### Document section
┌──

Couple claim victory in 17-year leylandii war as their wealthy building boss neighbour is ordered to cut down the 50ft hedges which ruined their garden
- Roger and Catharine Niven locked in a legal battle with neighbour Brian Rizza
- The couple, in their 60s, first asked Rizza to trim the hedge in Inverness in 2001
- Ruled that Rizza should cut down the hedge, but he lodged a legal complaint
- Despite legal complaint, believed the tree must be trimmed within 10 months
A couple have finally claimed victory in a 17-year legal battle with their neighbour over a 50ft hedge that towered over their property.
Roger and Catharine Niven were locked in the bitter dispute with Brian Rizza over the massive leylandii plant.
The Nivens first asked Mr Rizza, 68, to trim the hedge in 2001 because they said their back garden in Inverness was left in darkness.
Now a ruling has been passed this week that the hedge must be cut within 10 months – finally bringing the dispute to a foreseeable end.
Roger and Catharine Niven were locked in the bitter dispute with Brian Rizza over the towering leylandii plant which towered over their property
Catharine and Roger Niven (pictured) appeared before the Scottish parliament as a result of the legal battle
The couple wrote to him on a number of subsequent occasions, but he ignored their pleas, claiming it would damage wildlife if it was trimmed.
In 2014, the couple used the introduction of high hedge legislation to ask Highland Council to make Mr Rizza to take action.

└──

### What is needed
Name every person mentioned by name in the hedge dispute article. You won't need the items after the hedge dispute article.

Items drawn from a data source:
┌──

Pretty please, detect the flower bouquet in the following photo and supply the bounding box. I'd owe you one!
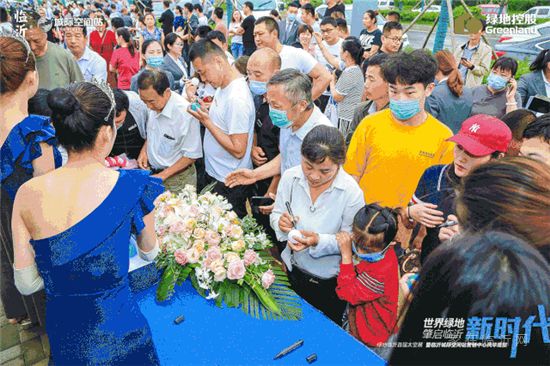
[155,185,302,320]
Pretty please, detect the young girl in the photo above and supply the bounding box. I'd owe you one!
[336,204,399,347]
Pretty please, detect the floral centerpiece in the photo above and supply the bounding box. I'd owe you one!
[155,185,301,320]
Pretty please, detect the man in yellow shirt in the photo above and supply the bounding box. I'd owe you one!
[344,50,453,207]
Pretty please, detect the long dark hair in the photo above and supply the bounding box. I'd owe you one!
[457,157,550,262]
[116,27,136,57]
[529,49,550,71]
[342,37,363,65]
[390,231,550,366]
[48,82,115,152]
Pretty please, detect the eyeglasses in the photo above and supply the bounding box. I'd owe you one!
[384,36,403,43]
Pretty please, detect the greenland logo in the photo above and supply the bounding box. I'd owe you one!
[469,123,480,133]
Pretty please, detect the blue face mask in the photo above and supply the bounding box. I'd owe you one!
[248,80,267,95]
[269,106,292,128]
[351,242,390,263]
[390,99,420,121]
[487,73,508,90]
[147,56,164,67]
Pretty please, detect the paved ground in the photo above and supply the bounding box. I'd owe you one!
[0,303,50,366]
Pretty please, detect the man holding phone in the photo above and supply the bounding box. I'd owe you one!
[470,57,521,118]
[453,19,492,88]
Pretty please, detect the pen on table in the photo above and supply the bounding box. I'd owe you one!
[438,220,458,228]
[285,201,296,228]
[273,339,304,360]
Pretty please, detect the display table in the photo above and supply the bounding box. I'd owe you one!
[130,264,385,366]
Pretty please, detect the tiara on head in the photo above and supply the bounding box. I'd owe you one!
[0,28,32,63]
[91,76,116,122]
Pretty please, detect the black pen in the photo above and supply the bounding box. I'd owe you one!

└──

### Finished exercise
Roger Niven, Catharine Niven, Brian Rizza